#### [TRY IT]
Exclude images and print all the records verbatim.

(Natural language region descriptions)
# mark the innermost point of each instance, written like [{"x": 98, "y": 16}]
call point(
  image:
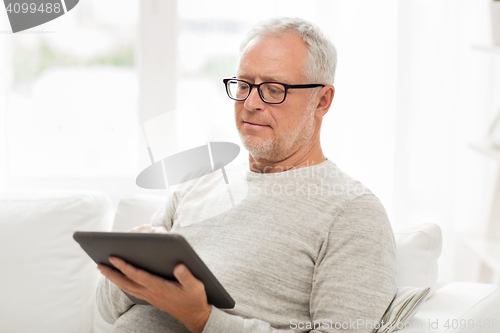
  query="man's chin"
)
[{"x": 257, "y": 147}]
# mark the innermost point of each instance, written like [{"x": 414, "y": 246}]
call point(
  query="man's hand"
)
[
  {"x": 146, "y": 228},
  {"x": 186, "y": 300}
]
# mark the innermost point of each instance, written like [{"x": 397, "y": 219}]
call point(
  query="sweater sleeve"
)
[
  {"x": 111, "y": 301},
  {"x": 354, "y": 276}
]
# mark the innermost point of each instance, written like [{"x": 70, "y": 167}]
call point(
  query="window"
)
[{"x": 73, "y": 102}]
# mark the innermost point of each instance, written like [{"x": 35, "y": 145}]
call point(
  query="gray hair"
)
[{"x": 322, "y": 56}]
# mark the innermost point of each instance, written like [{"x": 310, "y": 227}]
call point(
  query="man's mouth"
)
[{"x": 255, "y": 124}]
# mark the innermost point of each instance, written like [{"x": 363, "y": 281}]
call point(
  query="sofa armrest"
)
[{"x": 459, "y": 307}]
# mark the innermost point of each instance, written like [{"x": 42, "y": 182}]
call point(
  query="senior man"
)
[{"x": 308, "y": 249}]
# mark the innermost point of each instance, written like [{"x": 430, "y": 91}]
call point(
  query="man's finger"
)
[{"x": 137, "y": 275}]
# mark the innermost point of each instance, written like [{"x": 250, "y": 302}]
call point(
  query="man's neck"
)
[{"x": 299, "y": 159}]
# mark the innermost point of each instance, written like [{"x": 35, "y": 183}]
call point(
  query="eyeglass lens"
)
[{"x": 270, "y": 92}]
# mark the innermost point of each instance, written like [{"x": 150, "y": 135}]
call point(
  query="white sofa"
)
[{"x": 47, "y": 282}]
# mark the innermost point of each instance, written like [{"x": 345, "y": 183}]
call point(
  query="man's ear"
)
[{"x": 324, "y": 101}]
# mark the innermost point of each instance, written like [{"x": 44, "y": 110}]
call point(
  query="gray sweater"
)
[{"x": 305, "y": 250}]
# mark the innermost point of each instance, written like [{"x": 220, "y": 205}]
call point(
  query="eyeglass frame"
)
[{"x": 251, "y": 85}]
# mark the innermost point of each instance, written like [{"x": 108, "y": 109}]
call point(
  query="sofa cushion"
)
[
  {"x": 48, "y": 282},
  {"x": 136, "y": 209},
  {"x": 418, "y": 249},
  {"x": 403, "y": 308},
  {"x": 459, "y": 307}
]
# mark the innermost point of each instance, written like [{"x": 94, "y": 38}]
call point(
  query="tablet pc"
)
[{"x": 155, "y": 253}]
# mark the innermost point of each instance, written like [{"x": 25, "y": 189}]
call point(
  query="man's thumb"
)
[{"x": 183, "y": 275}]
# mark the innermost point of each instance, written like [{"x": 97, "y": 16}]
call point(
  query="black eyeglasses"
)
[{"x": 269, "y": 92}]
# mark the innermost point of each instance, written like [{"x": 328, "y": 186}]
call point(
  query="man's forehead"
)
[{"x": 273, "y": 58}]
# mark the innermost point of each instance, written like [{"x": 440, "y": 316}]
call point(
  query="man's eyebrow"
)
[{"x": 264, "y": 78}]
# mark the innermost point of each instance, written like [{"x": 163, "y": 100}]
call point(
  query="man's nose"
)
[{"x": 254, "y": 102}]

#### [EXERCISE ANSWER]
# mark the innermost point of each instance, written like [{"x": 98, "y": 16}]
call point(
  image:
  query="man's chin"
)
[{"x": 257, "y": 147}]
# mark the innermost point of each instance, written like [{"x": 414, "y": 246}]
call point(
  query="man's hand"
)
[
  {"x": 146, "y": 228},
  {"x": 186, "y": 300}
]
# mark the innermost point of each instance, written like [{"x": 397, "y": 219}]
call point(
  query="sweater sleeve"
)
[
  {"x": 111, "y": 301},
  {"x": 354, "y": 276}
]
# mark the innermost point of each instance, written like [{"x": 70, "y": 167}]
call point(
  query="window"
)
[{"x": 73, "y": 102}]
# mark the innermost point of each instance, written like [{"x": 35, "y": 145}]
call point(
  query="gray hair"
)
[{"x": 322, "y": 56}]
# mark the innermost point of each instance, written like [{"x": 310, "y": 227}]
call point(
  query="man's mouth"
)
[{"x": 255, "y": 124}]
# mark the innermost point of each instance, written like [{"x": 363, "y": 281}]
call point(
  query="sofa armrest"
)
[{"x": 459, "y": 307}]
# mark the innermost point of each instance, written like [{"x": 42, "y": 182}]
call point(
  query="senior man"
)
[{"x": 308, "y": 249}]
# mark the innermost point of each instance, written like [{"x": 430, "y": 91}]
call point(
  query="man's finger"
)
[{"x": 137, "y": 275}]
# mark the innermost point of each instance, written like [{"x": 250, "y": 302}]
call point(
  query="man's neck"
)
[{"x": 299, "y": 159}]
# mark the innermost point of each instance, written like [{"x": 35, "y": 183}]
call point(
  query="eyeglass lens"
)
[{"x": 270, "y": 92}]
# mark the innermost point of each instance, written like [{"x": 150, "y": 135}]
call point(
  query="white sofa"
)
[{"x": 47, "y": 282}]
# mark the innermost point of each instance, written like [{"x": 345, "y": 183}]
call point(
  query="man's ear"
)
[{"x": 324, "y": 101}]
# mark the innermost point of each instance, written like [{"x": 44, "y": 110}]
call point(
  query="gray sweater"
)
[{"x": 305, "y": 250}]
# mark the innermost point of each instance, written like [{"x": 220, "y": 205}]
call point(
  query="eyeglass frame"
)
[{"x": 251, "y": 85}]
# mark the innermost point of each instance, written like [{"x": 108, "y": 109}]
call point(
  query="sofa cushion"
)
[
  {"x": 48, "y": 282},
  {"x": 136, "y": 209},
  {"x": 418, "y": 249},
  {"x": 403, "y": 308},
  {"x": 459, "y": 307}
]
# mark the innermost point of each instance, written like [{"x": 94, "y": 38}]
call point(
  query="tablet pc"
)
[{"x": 155, "y": 253}]
# mark the innermost point of each instance, written like [{"x": 25, "y": 189}]
call point(
  query="man's thumb"
)
[{"x": 183, "y": 275}]
# mark the innermost point of each instance, written like [{"x": 97, "y": 16}]
call point(
  query="black eyeglasses"
)
[{"x": 269, "y": 92}]
# mark the innermost point of each instance, written like [{"x": 328, "y": 186}]
call point(
  query="man's forehead"
)
[{"x": 273, "y": 58}]
# mark the innermost point of each instance, written like [{"x": 440, "y": 316}]
call point(
  query="man's eyebrow"
)
[{"x": 264, "y": 78}]
# mark the innermost point of each instance, written like [{"x": 163, "y": 100}]
call point(
  query="man's nose"
)
[{"x": 254, "y": 102}]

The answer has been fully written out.